**About this exercise**
The records below are to be quoted in full; please keep every word exact.

[Referring expression grounding data]
══════

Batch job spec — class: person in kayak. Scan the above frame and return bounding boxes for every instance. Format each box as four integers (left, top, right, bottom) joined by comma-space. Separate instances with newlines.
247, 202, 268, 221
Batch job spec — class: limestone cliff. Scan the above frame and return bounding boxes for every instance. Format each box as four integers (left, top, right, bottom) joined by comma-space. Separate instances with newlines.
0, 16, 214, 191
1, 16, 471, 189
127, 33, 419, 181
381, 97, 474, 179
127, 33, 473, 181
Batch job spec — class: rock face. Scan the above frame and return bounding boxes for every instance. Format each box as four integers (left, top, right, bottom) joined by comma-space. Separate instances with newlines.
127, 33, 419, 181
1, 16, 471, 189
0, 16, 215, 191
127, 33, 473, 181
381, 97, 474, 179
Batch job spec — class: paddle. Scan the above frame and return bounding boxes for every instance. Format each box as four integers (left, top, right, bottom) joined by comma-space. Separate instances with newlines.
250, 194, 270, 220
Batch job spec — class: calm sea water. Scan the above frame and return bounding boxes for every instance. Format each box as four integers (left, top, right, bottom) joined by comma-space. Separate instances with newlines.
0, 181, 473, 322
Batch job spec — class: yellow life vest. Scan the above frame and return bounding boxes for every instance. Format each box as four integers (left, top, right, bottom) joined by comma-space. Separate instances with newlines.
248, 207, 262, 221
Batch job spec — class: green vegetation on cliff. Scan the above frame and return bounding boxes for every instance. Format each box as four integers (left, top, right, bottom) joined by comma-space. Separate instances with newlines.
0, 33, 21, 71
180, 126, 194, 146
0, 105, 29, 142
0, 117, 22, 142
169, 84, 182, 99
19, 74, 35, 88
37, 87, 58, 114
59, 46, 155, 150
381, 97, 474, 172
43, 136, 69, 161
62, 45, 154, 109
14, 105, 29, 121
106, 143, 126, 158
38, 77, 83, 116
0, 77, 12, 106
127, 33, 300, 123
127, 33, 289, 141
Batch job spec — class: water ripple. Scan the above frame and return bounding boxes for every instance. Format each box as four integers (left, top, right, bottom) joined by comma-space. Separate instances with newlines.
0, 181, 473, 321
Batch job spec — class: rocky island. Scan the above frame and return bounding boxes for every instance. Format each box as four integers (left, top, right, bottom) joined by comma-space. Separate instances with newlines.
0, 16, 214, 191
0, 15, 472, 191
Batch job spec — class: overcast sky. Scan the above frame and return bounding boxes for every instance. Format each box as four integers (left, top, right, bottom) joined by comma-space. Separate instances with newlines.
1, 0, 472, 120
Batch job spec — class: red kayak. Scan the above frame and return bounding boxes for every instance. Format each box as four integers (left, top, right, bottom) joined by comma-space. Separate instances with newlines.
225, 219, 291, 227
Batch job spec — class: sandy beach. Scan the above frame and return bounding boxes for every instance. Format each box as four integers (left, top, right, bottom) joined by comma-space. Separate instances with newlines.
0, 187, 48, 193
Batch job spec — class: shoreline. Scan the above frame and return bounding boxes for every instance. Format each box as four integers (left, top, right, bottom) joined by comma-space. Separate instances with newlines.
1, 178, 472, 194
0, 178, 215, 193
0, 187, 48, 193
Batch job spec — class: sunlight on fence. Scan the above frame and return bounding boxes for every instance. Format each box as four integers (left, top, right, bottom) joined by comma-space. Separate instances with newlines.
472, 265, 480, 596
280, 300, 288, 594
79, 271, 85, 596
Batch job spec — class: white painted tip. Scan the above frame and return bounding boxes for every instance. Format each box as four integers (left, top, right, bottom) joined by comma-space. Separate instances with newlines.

══════

**Task answer**
Batch job spec — class: person in kayak. Scan the above frame and return bounding boxes for every instance. Format each box as four integers (left, top, right, bottom) joined by comma-space. Separate instances with newlines.
247, 202, 268, 221
Batch job spec — class: limestone cliff. Scan the above frame and return bounding boxes for every instance. Format each box as four integers (left, top, right, bottom) joined by comma-space. Separate instances with newlines.
0, 16, 214, 191
1, 16, 471, 189
127, 33, 419, 181
381, 97, 474, 179
127, 33, 473, 181
Batch job spec — class: rock face. Scan the above frame and return bounding boxes for every instance. Format each box as four integers (left, top, right, bottom) joined by comma-space. Separate instances with newlines.
127, 33, 419, 181
1, 16, 471, 189
0, 16, 215, 191
127, 33, 473, 181
381, 97, 474, 179
Batch job spec — class: paddle. Scan the above frame and return bounding boxes for every instance. Format each box as four integers (left, top, right, bottom) joined by comma-space. Separate instances with newlines.
250, 194, 270, 220
Batch job spec — class: calm sea water. Scan the above frame and return bounding boxes for every instance. Format each box as four integers (left, top, right, bottom) joined by comma-space. Separate instances with newlines.
0, 181, 473, 322
Batch job spec — class: yellow life vest. Scan the above frame and return bounding boxes for every instance. Format each box as four integers (left, top, right, bottom) joined by comma-space. Separate instances with newlines.
248, 207, 262, 221
Batch job spec — class: green vegetation on cliff. Scan the above frame and return bounding boxes for every instance. Format each box as four integers (left, top, right, bottom) joined by comma-space. Separate instances with newlines.
0, 33, 21, 71
180, 126, 194, 146
0, 105, 29, 142
0, 117, 22, 142
169, 84, 182, 99
19, 74, 35, 88
37, 87, 58, 114
59, 46, 155, 150
381, 97, 474, 172
43, 136, 69, 161
62, 45, 154, 109
14, 105, 29, 121
106, 143, 126, 158
38, 77, 83, 116
0, 77, 12, 106
127, 33, 300, 123
127, 33, 289, 141
Batch job spec — class: water ripple. Scan the above frame and return bounding boxes for every instance. Format each box as four integers (left, top, right, bottom) joined by comma-space. Separate instances with newlines.
0, 181, 473, 321
Batch job spec — class: rocky island. Scan the above frame and return bounding boxes for every instance. Format each box as four integers (left, top, right, bottom) joined by comma-space. Separate instances with newlines.
0, 16, 214, 191
0, 15, 472, 191
Batch job spec — class: overcast sky. Scan the above frame and return bounding boxes for every instance. Format each box as four integers (left, top, right, bottom) joined by comma-space. Separate instances with newlines.
1, 0, 472, 120
Batch job spec — class: red kayak. Scan the above frame and return bounding boxes for every instance. Format each box as four integers (left, top, right, bottom) joined by comma-space. Separate instances with newlines.
225, 219, 291, 227
Batch job spec — class: sandy beach. Scan the above frame and return bounding boxes for every instance. Format each box as four integers (left, top, right, bottom) joined by comma-space. Separate instances with newlines.
0, 187, 48, 193
Batch job spec — class: shoreline. Scan the above frame and return bounding boxes for every instance. Format each box as four integers (left, top, right, bottom) joined by comma-space. Separate instances with newlines.
1, 178, 472, 194
0, 178, 215, 193
0, 187, 48, 193
Batch job spec — class: sunlight on fence. Scan the above frame and return bounding boxes for every instance. Format each box as four integers (left, top, right, bottom) joined by comma-space. Separate instances with newlines.
472, 265, 480, 596
280, 300, 288, 594
79, 271, 85, 596
Batch job spec — class: white painted tip. Scan the above frame and return bounding boxes for every instance. Format each box as four integers (left, top, right, bottom) joined by comma-space. Separate instances with newlines.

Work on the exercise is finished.